● Requirements:
Could you quote every line of the records below verbatim, leaving the pictures out?

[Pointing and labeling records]
------------------------------------------------------------
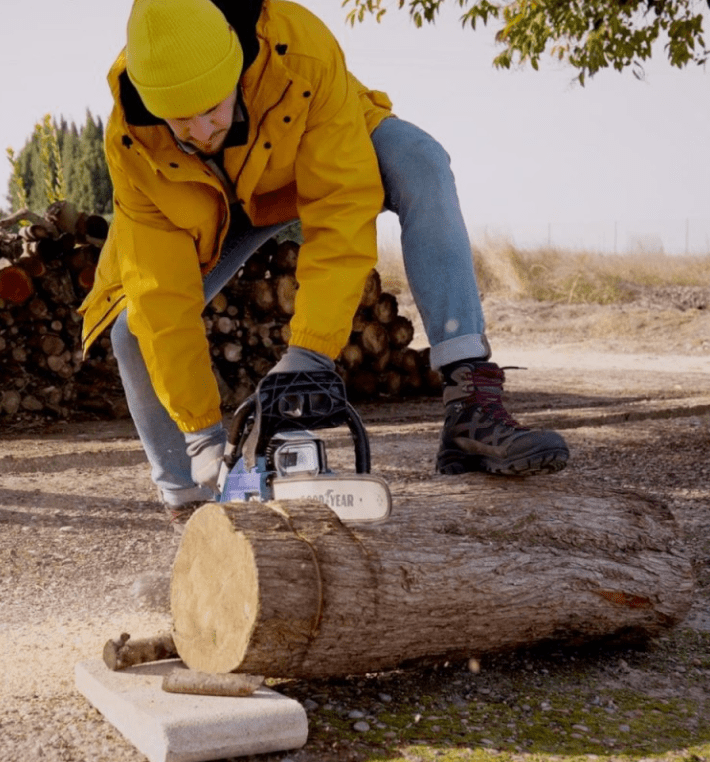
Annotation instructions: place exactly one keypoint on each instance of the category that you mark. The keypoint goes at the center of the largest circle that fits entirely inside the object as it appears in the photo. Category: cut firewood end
(210, 684)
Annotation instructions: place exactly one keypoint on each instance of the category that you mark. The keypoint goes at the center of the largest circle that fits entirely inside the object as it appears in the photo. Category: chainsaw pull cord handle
(237, 431)
(360, 440)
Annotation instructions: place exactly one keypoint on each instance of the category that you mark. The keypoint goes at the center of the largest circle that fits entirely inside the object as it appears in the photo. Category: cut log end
(214, 593)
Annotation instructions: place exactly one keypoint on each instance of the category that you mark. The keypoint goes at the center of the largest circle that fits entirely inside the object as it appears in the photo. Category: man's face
(206, 131)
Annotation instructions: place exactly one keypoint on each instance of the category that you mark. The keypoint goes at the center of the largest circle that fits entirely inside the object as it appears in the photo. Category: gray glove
(206, 449)
(299, 360)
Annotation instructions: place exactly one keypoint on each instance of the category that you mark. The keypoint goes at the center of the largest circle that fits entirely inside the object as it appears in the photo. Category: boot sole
(453, 462)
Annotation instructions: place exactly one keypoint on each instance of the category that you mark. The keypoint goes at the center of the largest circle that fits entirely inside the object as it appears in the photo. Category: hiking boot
(480, 435)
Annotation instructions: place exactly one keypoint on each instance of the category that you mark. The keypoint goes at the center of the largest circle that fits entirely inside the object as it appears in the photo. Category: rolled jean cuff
(471, 346)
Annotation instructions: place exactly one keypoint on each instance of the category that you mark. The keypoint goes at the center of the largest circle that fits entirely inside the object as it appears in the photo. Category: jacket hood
(241, 14)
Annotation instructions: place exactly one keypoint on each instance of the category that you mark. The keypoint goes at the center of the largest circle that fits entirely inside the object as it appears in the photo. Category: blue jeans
(420, 189)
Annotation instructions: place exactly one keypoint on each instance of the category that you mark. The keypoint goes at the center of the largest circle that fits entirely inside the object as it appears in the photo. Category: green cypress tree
(60, 161)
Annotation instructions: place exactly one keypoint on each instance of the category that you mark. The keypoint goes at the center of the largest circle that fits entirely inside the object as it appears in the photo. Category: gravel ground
(81, 535)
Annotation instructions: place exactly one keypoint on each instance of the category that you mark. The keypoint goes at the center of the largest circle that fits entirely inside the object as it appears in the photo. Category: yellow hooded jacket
(308, 155)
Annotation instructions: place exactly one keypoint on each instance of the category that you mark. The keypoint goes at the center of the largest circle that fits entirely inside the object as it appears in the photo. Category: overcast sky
(617, 164)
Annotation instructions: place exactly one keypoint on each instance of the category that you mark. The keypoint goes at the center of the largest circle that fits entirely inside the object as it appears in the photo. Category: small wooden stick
(124, 652)
(32, 217)
(210, 684)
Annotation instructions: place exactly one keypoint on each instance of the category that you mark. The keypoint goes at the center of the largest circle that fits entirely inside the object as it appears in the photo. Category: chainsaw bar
(358, 498)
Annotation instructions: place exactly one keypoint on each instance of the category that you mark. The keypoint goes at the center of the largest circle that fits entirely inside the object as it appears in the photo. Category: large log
(285, 589)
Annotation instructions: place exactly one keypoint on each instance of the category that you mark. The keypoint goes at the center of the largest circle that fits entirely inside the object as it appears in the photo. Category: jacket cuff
(191, 425)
------------------------------------------------------------
● Exercise output:
Annotation instructions: place exactly one keypoint on each instance of the category that you mark. The keypoint goes at the center of the largest circle that fits entirely inside the object as it appears in the photo. Category: cut firewood end
(210, 684)
Annotation instructions: place exactly one keypoint on each instance of the category that you mark. The keypoint goes at the center of the largest circle that fits entirely inside the object as it appears in the photo. Category: chainsaw pull cord handle
(237, 431)
(360, 440)
Annotation instructions: place exactly one keypoint on each instance of the category that you mark. The keypoint goes at the center of the largest circle that fits entirely inside the object as it appears in the photo. Category: cut log end
(214, 593)
Annotation instructions: place exactly one keypoint on each instance of the category that you mark. The keypoint goes at the center of the largest circle that fits entirely inside the object as it appears in the photo. Category: man's face
(206, 131)
Annotation instructions: place exactly one keypoint on each instance of the category that you mark. The keypoint goes at the center of the largest circle that fits entirely inside the object as it appears in the photo. Category: gray glove
(206, 449)
(299, 360)
Annotation instructions: place exactly one keypoint on each instance of the category that you mark. The keypoint goes at the center of the largest circle that fits entirely inside the object as it appears in the photo. Category: boot sole
(453, 462)
Annotation instructions: place exactly one keypoint on each instance of the category that you mark. The keypoint goes at the center of the largest circle that fits entirely inside the object as it appears in the photo. Category: hiking boot
(480, 435)
Annotation instructions: place exactly one keypoint on each instance of the category that you mark. The keypoint goes at the center of the largest circle that fits entirely inside the object as it appears in the photo. Category: rolled jean cuff
(471, 346)
Annotation instructions: place exactly one keypoint on each instance of the category that you mark. The keypoint goes at the center of the largest circle that fits entirely inside the object as it appears in the photo. Category: jacket hood
(241, 14)
Annotation instructions: place exactly one keypoint on each instance of the category that you mark. The keypoint goes at the center of the largest circle that fits entirely inside the object as it appears in the photo. Category: blue jeans
(420, 189)
Annotation instructions: place exactly one keypoint on each instance of the category that you mark. The keypoint goes at the center of the largest circle that fits entirely inside the object as it appears in the photo. Category: green cypress tree
(60, 161)
Annotation instructions: place exactly one keypoint on each instance of the category that you mark. The keypoint goes at the center of the largest circle that fits entirely inside the object as it appears in the photo. Category: gravel ground
(81, 535)
Annotation instructions: place exactly one keypoint on each instance of the category that you mark. The keypoint goes at the center of the largest circle that fits entirely inside the object as it appears in the photo. Category: yellow hooded jacket
(308, 155)
Annotation instructions: place exactly one keypoint on each instance of the category that you mark. The keypoint goes at the center of the largest circle that fits entirely inside the object as it appears in the photo. Category: overcast sky
(617, 164)
Annotation instructions: place exactly one keypoint on each instance of the category that you mark. The keypoint goes at the center of the largest circle that fits entirely inside the object as it appears in the photo. Category: small wooden stick
(124, 652)
(32, 217)
(210, 684)
Annotation instructions: place exactly one keypoint on each instance of the category that you mark. The keypoint goes at the center of the largest circle that fits entirely inside the object as it appears in the photo. Category: chainsaw bar
(358, 498)
Annotation instructions: place exactly one keypoint on each instance of the category that you mark. The keypoint goes at the center of the largest circle that fits entirely inside the object as it appears in the photo. Category: large log
(285, 589)
Annotation instructions: place exactly one keypoint on each instance of the category that you mark. The keypoint goes at the center of the largest circle that fits entirely inside the object as it appears in the photo. Category: jacket cuff
(191, 425)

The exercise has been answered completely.